Collected data entries:
---

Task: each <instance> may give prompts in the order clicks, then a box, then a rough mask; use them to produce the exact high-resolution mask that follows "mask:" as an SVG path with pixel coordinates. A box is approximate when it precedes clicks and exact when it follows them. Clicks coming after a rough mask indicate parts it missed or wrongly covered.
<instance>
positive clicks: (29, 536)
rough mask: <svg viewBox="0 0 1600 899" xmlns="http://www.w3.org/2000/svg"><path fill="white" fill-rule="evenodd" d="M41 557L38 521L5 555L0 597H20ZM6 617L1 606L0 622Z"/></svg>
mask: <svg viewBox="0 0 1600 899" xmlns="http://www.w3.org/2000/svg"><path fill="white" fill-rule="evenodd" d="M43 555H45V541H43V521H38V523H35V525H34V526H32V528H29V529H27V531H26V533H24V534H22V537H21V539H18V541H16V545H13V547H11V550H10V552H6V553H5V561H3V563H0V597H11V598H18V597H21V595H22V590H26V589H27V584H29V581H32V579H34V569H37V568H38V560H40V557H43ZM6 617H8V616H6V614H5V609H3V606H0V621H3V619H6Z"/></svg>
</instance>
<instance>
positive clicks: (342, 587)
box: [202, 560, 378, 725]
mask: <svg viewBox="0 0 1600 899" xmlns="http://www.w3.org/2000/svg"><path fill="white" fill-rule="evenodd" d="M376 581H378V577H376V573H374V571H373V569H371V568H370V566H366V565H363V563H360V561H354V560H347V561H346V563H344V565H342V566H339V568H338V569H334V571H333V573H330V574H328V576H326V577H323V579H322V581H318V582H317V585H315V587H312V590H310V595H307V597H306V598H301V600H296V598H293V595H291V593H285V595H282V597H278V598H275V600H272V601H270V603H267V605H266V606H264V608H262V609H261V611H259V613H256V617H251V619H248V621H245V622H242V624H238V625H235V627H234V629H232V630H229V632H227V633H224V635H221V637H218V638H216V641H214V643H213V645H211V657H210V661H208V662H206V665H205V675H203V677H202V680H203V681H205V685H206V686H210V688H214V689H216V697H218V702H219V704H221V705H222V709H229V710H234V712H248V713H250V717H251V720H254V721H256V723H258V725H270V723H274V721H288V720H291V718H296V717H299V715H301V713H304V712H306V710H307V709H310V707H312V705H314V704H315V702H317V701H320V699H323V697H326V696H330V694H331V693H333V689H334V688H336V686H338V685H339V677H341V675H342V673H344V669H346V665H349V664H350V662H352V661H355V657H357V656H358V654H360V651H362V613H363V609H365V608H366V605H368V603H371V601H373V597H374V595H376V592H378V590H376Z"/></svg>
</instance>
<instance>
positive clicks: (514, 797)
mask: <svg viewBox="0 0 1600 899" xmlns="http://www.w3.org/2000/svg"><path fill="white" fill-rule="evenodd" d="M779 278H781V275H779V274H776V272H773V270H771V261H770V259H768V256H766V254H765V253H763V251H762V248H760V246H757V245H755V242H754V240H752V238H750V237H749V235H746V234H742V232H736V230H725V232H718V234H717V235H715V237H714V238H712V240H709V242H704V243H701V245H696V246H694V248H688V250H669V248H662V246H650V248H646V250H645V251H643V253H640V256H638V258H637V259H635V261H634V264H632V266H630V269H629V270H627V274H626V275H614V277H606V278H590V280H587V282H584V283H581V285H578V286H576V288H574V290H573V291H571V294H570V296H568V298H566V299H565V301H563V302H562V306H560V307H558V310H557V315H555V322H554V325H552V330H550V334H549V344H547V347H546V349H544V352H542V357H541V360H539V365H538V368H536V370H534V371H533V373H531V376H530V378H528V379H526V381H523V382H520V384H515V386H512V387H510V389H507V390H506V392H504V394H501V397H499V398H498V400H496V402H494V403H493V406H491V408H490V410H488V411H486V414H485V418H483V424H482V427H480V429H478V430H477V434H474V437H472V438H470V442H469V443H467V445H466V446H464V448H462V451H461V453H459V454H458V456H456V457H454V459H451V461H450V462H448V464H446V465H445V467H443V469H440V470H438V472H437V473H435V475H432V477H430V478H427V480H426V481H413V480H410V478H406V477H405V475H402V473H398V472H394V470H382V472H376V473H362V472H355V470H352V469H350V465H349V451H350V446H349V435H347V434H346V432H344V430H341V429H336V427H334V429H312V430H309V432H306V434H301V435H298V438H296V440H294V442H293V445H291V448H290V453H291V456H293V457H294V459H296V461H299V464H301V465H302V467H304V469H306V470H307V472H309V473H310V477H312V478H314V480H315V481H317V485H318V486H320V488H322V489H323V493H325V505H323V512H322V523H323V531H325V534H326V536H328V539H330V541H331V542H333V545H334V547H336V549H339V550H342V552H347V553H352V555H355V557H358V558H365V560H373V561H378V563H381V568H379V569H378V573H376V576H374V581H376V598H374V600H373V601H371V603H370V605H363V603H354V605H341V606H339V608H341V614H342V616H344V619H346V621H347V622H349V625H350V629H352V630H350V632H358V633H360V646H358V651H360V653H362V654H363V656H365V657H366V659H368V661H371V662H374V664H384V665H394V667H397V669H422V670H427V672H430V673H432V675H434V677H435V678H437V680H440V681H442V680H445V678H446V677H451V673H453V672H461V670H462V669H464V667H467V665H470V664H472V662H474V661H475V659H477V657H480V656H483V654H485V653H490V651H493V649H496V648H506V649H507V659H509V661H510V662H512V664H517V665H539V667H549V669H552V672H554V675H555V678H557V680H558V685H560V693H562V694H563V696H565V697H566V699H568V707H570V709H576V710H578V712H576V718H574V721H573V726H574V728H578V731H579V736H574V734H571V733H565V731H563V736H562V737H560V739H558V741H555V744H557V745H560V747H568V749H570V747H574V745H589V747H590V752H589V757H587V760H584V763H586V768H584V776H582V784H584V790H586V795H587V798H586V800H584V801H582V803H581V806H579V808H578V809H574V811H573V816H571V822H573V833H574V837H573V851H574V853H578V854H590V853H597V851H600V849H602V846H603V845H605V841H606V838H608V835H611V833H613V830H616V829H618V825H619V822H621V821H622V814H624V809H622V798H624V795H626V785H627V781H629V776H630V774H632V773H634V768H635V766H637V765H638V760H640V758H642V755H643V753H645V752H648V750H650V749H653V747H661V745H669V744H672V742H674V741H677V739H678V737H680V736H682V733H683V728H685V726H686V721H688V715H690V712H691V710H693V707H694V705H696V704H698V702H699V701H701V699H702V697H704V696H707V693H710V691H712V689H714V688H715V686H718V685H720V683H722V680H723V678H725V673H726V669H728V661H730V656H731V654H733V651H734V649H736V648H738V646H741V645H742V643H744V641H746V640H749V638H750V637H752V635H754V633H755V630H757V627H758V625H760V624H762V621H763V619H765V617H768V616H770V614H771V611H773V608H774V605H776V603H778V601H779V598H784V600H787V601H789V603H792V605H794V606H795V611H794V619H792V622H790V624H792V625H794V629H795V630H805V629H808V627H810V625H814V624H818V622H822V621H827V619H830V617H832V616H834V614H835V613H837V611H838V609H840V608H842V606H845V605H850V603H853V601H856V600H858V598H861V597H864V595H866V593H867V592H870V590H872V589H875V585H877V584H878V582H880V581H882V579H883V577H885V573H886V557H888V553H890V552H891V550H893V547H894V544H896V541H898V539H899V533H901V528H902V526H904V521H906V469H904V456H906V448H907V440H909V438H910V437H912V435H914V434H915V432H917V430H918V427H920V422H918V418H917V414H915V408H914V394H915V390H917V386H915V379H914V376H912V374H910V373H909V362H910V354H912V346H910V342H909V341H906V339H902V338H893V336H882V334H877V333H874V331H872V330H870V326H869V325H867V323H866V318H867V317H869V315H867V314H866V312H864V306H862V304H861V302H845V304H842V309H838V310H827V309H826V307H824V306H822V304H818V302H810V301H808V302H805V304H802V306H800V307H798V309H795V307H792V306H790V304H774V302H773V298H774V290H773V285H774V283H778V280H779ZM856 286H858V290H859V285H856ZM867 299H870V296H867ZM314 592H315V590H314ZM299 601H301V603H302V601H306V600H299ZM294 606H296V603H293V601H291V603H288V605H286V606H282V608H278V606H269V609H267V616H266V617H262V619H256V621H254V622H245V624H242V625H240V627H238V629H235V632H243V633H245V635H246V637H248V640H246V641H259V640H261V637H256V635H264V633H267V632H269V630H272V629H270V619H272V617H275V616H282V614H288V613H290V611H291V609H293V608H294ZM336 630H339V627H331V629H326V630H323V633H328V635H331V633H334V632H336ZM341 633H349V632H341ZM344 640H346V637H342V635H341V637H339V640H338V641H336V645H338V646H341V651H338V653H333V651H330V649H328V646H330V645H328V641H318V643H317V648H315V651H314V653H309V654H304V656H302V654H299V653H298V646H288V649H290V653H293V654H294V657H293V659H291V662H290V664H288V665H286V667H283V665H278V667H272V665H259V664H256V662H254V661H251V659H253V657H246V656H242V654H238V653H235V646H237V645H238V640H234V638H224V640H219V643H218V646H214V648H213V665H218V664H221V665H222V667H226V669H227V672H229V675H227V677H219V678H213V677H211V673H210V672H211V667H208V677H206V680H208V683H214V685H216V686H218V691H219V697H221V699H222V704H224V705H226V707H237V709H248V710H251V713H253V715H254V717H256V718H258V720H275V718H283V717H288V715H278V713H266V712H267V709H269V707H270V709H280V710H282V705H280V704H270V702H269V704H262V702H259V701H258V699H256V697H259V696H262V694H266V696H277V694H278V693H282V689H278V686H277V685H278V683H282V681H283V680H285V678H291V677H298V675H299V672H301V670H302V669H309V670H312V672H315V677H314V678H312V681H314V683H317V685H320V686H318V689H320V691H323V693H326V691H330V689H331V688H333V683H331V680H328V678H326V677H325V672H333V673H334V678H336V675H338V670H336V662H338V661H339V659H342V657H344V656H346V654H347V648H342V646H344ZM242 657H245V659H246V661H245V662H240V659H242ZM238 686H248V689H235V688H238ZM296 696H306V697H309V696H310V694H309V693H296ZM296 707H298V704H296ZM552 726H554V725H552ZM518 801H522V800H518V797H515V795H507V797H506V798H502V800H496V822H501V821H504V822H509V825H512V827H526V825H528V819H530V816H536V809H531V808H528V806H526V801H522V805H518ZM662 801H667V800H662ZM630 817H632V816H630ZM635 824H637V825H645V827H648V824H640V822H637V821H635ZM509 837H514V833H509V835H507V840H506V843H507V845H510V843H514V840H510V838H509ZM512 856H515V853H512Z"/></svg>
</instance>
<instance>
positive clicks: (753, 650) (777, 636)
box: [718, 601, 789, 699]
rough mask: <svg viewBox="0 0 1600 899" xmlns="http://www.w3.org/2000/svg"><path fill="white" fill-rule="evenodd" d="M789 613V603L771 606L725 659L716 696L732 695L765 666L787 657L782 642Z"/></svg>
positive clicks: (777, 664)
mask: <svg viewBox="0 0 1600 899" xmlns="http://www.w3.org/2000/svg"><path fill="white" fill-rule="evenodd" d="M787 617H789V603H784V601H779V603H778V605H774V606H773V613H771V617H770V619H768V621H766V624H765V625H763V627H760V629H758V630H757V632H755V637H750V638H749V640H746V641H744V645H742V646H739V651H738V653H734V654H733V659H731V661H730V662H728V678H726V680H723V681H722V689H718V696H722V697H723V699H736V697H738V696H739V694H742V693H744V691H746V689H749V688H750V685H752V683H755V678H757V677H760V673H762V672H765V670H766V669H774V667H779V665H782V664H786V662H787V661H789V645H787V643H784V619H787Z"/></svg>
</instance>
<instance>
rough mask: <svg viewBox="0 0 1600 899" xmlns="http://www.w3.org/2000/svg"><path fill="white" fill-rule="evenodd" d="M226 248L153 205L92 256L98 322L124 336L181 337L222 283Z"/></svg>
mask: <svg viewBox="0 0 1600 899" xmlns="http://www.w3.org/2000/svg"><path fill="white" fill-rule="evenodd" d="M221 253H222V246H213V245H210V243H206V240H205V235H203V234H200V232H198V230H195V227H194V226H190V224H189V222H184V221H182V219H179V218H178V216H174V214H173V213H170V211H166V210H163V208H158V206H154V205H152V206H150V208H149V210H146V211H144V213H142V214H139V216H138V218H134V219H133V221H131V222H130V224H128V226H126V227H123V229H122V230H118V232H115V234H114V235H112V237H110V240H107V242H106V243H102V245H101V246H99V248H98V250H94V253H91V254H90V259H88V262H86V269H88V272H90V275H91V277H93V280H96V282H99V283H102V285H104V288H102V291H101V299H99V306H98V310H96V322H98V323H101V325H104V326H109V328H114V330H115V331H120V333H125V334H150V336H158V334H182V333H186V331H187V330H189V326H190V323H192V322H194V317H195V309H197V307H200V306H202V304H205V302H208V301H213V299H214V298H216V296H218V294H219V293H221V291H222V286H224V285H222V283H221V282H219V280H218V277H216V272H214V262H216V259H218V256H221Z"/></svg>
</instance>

---

YOUR OBJECTIVE — A line qualifies when it holds the word "clicks"; report all qualifying lines from the records above.

RESPONSE TO THIS EXERCISE —
Task: each <instance> may give prompts in the order clicks, then a box, then a rough mask; use them to produce the exact high-resolution mask that follows "mask:" as an SVG path with pixel coordinates. A box is approximate when it precedes clicks and exact when it follows them. Clicks coming after a rough mask indicate parts it missed or wrongly covered.
positive clicks: (29, 536)
positive clicks: (342, 587)
positive clicks: (514, 797)
positive clicks: (753, 650) (777, 636)
positive clicks: (777, 664)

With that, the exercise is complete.